[START OF Excerpt to read]
Forum Moderators: phranque
I do not have the ability to execute PHP in txt files nor do I have access to httpd.conf to allow this. So...
1.) How do we detect 'Gecko'?
2.) How do we forbid 'Gecko' from accessing robots.txt?
I've been searching and this is my current best guess though it generates a server error (Apache 1.3.39).
- John
RewriteCond %{HTTP_USER_AGENT}!Gecko [NC]
RewriteRule!^(robots\.txt) - [F]
[webmasterworld.com...]
Jus add the following to your robots.txt (which does reduce the count drastically, however doesn't eliminate):
User-agent: Fasterfox
Disallow: /
SetEnvIf User-Agent "Gecko" Gecko
<Files /error/error-403.php>
order allow,deny
allow from all
</Files>
deny from env=Gecko
I'm not sure how to specifically only target the robots.txt file. I'm looking through my htaccess file for anything that resembles targeting a single file and code online.
- John
This looks even better if I can figure it out...simply NOT logging Gecko useragents requesting robots.txt. This would be acceptable as well.
- John
Step One
.htaccess
First you must allow PHP to execute on files with the txt extension...
[END OF Excerpt to read]
[START OF Material shown]
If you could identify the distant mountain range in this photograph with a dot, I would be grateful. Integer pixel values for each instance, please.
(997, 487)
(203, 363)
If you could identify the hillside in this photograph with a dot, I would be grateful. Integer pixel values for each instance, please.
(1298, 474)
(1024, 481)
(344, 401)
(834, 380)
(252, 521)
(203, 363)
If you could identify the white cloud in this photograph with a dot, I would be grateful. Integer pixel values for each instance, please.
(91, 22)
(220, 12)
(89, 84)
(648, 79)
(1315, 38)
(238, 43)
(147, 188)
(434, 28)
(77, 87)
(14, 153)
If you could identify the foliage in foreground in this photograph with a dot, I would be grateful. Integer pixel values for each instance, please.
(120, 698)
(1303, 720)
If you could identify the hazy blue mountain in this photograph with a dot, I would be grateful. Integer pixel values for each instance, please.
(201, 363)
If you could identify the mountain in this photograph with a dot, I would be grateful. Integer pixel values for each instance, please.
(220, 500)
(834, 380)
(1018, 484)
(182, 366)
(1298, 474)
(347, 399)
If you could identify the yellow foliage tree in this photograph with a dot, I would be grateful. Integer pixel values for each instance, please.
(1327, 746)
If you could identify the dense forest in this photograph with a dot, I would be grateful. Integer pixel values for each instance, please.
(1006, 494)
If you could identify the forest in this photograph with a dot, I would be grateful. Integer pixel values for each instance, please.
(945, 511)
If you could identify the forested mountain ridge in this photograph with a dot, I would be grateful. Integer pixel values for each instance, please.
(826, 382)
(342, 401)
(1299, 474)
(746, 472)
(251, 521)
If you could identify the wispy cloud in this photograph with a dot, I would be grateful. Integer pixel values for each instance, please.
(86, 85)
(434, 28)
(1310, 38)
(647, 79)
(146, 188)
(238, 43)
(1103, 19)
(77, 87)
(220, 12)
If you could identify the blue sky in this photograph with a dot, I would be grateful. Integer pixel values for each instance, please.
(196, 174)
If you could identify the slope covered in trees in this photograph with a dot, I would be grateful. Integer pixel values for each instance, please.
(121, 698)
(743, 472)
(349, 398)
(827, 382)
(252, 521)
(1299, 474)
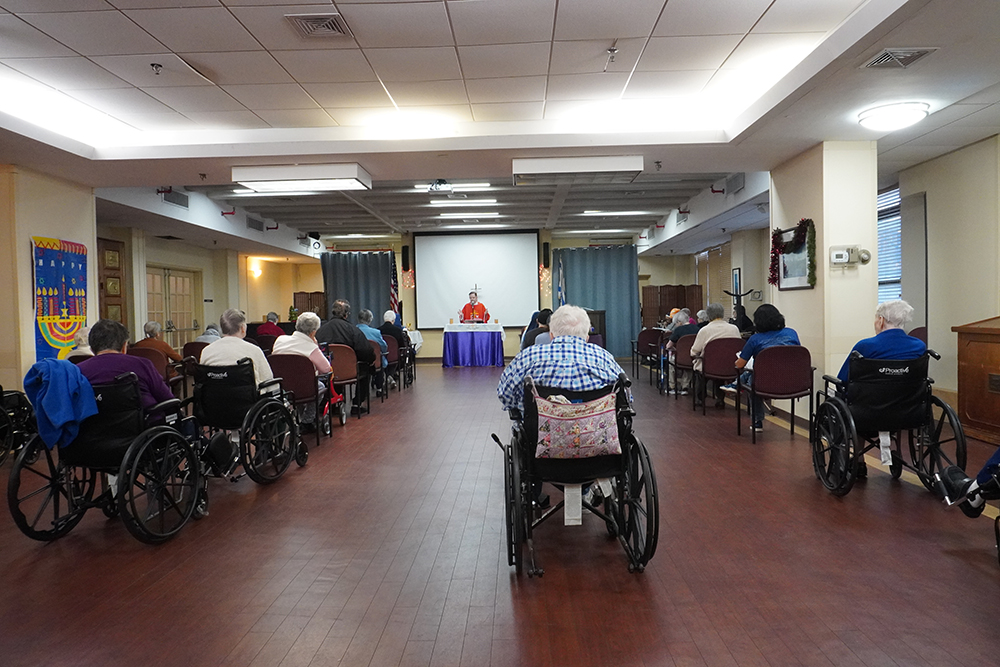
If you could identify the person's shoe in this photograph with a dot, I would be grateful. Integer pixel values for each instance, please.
(955, 483)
[END OF Material shown]
### What is required
Print the section of the forum thread on blocking Gecko from robots.txt between "1.) How do we" and "error (Apache 1.3.39).", inclusive, with no changes.

### Completed task
1.) How do we detect 'Gecko'?
2.) How do we forbid 'Gecko' from accessing robots.txt?
I've been searching and this is my current best guess though it generates a server error (Apache 1.3.39).